*PASSAGE FOR REVIEW*:
****

Trade unions were banned and replaced with the state-run German Labour Force.

Trump and the Republicans would love to get rid of trade unions. The U.S. Right-to-Work laws and the continued attacks by Republicans on raising the federal minimum wage are proof of that.

1933, Jul 14

The Nazi Party (NSDAP) was declared the only legal political party in Germany.

In the United States, there are significant obstacles to any party other than the top two emerging. Both parties of the duopoly cater to their major donors. Efforts to take the money out of politics have failed.

1933, Oct 19

Germany leaves the League
Germany leaves the League

Germany withdrew from the League of Nations.

Donald Trump has been severly critical of both the United Nations and NATO. He attacked the U.N. over membership dues. He refused to reaffirm the U.S. commitment to NATO Article 5 that ensures Collective Defense. This jeopardized the U.S. relationship with its traditional allies. If a NATO member country has military conflict with Russia, which will the Trump Administration support?

1934, Jun 30

Night of the Long Knives - Although it's referred to as a night, this lasted until July 2. Hitler had his political opponents and members of the Brownshirts murdered. The Brownshirts were the main paramilitary wing of the Nazi party.

****

*DATASET CONTENT*:

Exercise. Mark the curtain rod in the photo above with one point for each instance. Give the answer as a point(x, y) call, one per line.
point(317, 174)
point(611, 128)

****

*PROMPT A*: Reproduce word for word the part of the Nazi Germany timeline starting with "The Nazi Party (NSDAP)" and going on through "Trump Administration support?".
*PROMPT B*: Carry on writing the Nazi Germany timeline, picking up after its final sentence.

*REPLY A*:
The Nazi Party (NSDAP) was declared the only legal political party in Germany.

In the United States, there are significant obstacles to any party other than the top two emerging. Both parties of the duopoly cater to their major donors. Efforts to take the money out of politics have failed.

1933, Oct 19

Germany leaves the League
Germany leaves the League

Germany withdrew from the League of Nations.

Donald Trump has been severly critical of both the United Nations and NATO. He attacked the U.N. over membership dues. He refused to reaffirm the U.S. commitment to NATO Article 5 that ensures Collective Defense. This jeopardized the U.S. relationship with its traditional allies. If a NATO member country has military conflict with Russia, which will the Trump Administration support?

*REPLY B*:
In the U.S., political parties do not have their own paramilitary organizations. However, the Secret Service provides protection for the president, vice-president, and their families. Trump has been in constant conflict with the FBI, CIA, and all the other intelligence agencies. He's had conflict with the military, claiming that he's smarter than the generals. Who would be surprised if Trump were to appoint Erik Prince to be the Chairman of the Joint Chiefs of Staff?

1934, Aug 2

Von Hindenburg dies
Von Hindenburg dies

President Paul von Hindenburg died. Hitler abolished the Presidency and merged its powers with the Chancellor. He made himself the sole leader of Germany.

1935, Sep 15

Passage of the Nuremberg Laws deprived Jews of German citizenship.

Which groups would Trump take citizenship away from if he could? Likely targets are Muslims, but would it stop there?

1938, Sep 15

Reichstag fire

Kristallnacht (Night of Broken Glass). This was an attack on Jews and their businesses conducted by the Sturmabteilung–the Nazi party's paramilitary wing. The German authorities looked on without intervening. While the focus of Kristallnacht was on Jews, Hitlers enemies included communists, rival political parties, homosexuals, and other people he considered social misfits. Studies have shown that most German citizens were appalled by and disapproved of Kristallnacht.

The similarities between Kristallnacht and the January 6, 2021 attack on the U.S. capitol (Insurrection Day) are:

  1. The Republican Party has no official paramilitary wing. However, Trump has deputized‑by‑tweet a civilian army to act as his paramilitary arm, similar to Hitler's Brownshirts.
  2. Hitler's political party and Trump's political party largely supported their actions, with many Republican Congressmen continuing to support Trump after the attack on the capitol.

  3. It's clear that some U.S. authorities did little to prevent the attack–similar to how German authorities stood by and did nothing about Kristallnacht.
  4. Most Americans are appalled by the attack on the U.S. capitol just as many Germans were appalled over Kristallnacht.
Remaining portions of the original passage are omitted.